#### [Task to complete]
Pull out every line in the rows below that contains the string "near", copying each line whole. Uppercase and lowercase letters must match.

Rows from a dataset for labeling boxes:
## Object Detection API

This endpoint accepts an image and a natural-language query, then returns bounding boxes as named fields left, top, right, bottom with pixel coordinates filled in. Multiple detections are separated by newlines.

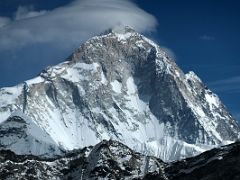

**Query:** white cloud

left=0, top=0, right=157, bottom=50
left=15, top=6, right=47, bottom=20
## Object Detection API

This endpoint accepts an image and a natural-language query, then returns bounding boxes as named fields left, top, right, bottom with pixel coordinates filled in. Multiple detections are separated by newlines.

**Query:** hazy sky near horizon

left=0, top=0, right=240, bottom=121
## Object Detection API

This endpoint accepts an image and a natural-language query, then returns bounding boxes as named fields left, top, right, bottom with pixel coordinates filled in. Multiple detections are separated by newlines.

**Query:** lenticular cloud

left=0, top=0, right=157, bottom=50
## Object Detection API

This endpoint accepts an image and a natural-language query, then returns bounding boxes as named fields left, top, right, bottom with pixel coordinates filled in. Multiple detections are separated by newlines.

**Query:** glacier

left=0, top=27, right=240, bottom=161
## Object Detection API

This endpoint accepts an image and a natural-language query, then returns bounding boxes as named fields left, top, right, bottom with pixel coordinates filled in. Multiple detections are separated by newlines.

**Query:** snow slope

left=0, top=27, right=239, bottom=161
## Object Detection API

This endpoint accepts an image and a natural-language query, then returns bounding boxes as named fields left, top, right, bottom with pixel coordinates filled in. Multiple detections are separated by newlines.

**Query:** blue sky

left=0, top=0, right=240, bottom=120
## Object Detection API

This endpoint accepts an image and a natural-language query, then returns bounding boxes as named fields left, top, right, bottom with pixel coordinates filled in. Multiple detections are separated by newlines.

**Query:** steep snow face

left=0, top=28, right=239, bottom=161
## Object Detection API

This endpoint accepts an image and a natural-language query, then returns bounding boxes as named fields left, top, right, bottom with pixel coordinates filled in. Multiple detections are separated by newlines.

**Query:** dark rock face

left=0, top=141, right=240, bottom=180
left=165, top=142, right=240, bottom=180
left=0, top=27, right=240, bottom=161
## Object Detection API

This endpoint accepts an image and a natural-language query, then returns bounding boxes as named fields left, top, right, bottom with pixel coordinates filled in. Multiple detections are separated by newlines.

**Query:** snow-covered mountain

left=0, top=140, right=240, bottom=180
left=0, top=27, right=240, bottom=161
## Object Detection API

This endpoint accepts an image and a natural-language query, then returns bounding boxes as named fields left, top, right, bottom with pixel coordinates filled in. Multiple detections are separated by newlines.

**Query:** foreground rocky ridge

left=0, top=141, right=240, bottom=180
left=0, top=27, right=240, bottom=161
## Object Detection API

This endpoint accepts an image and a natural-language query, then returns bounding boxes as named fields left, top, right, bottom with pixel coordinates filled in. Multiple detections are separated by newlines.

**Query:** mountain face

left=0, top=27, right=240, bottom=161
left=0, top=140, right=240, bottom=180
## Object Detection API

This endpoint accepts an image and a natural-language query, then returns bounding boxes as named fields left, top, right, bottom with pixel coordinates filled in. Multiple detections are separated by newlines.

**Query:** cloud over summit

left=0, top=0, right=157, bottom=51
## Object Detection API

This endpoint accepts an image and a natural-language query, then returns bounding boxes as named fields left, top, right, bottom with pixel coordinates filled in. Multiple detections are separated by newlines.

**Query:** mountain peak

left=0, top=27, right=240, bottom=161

* * *

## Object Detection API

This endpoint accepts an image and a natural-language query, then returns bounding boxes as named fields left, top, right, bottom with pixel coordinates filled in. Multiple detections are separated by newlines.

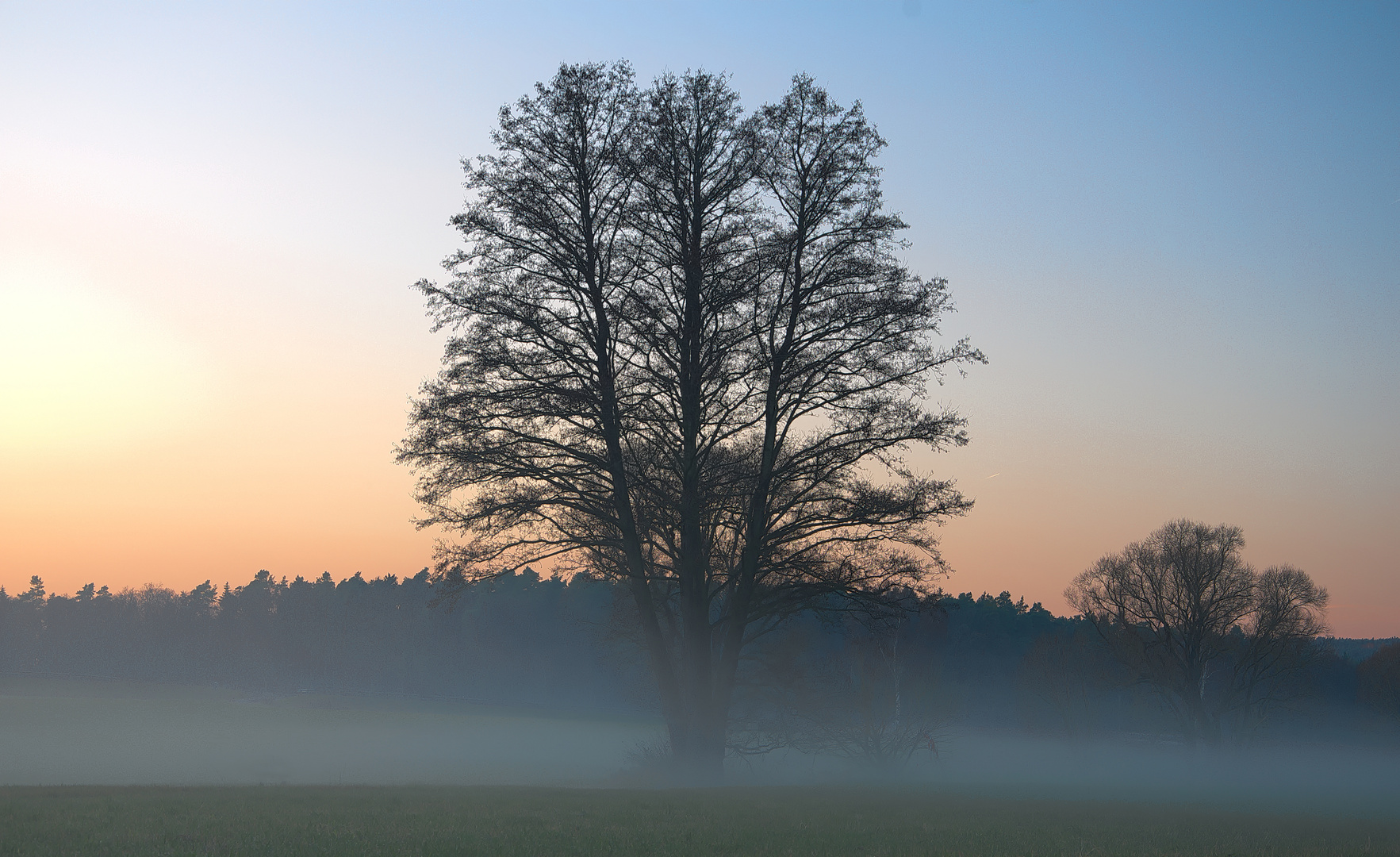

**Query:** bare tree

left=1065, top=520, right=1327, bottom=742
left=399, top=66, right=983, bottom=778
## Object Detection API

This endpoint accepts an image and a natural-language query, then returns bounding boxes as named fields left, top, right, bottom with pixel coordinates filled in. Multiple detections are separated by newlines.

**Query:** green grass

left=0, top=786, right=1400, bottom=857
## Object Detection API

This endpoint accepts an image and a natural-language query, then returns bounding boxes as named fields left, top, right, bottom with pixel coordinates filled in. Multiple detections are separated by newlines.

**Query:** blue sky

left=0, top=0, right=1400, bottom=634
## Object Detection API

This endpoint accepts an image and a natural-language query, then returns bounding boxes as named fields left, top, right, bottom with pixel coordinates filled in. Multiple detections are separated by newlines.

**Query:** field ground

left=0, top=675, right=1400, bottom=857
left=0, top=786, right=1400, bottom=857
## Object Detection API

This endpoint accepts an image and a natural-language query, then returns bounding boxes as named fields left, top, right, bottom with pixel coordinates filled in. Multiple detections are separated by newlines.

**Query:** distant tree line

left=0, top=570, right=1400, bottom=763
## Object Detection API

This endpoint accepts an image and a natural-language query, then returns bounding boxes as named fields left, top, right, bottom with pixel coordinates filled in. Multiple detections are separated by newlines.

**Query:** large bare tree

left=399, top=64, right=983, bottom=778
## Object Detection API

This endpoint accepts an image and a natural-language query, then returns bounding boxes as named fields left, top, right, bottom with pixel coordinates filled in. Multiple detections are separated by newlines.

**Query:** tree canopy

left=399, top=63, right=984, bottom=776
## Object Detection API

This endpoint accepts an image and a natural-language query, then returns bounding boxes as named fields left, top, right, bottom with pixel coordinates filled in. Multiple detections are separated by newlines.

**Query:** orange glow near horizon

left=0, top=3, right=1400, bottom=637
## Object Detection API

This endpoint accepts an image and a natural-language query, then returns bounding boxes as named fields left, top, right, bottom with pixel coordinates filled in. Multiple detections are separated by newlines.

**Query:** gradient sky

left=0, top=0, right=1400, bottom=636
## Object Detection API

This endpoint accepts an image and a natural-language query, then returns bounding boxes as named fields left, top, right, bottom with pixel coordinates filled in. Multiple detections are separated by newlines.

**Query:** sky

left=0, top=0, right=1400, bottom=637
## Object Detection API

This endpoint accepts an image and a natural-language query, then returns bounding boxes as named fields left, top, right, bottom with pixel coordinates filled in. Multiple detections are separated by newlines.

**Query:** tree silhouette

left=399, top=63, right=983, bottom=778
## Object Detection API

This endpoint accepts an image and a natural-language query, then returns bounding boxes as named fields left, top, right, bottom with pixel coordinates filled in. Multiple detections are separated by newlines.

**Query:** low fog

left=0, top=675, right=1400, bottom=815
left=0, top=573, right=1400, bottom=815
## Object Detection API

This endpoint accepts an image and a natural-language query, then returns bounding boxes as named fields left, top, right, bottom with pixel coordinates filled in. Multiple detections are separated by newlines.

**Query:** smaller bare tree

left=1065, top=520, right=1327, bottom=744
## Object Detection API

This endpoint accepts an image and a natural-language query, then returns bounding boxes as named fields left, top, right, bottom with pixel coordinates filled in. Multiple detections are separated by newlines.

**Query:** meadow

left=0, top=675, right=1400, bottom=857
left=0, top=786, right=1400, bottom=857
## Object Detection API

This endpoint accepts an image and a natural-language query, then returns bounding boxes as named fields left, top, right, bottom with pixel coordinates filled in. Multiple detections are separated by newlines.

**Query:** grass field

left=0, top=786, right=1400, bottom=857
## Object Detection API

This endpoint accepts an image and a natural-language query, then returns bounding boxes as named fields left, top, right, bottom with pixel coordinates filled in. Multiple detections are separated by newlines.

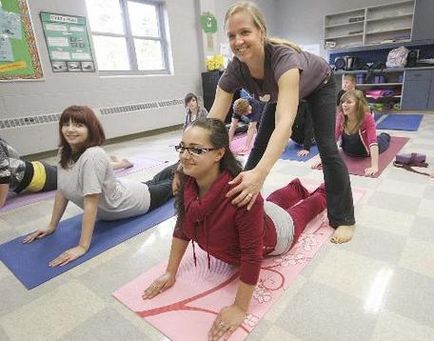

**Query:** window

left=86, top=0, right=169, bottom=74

#### [In response]
**Query:** hazy sky near horizon
**Query:** orange glow near horizon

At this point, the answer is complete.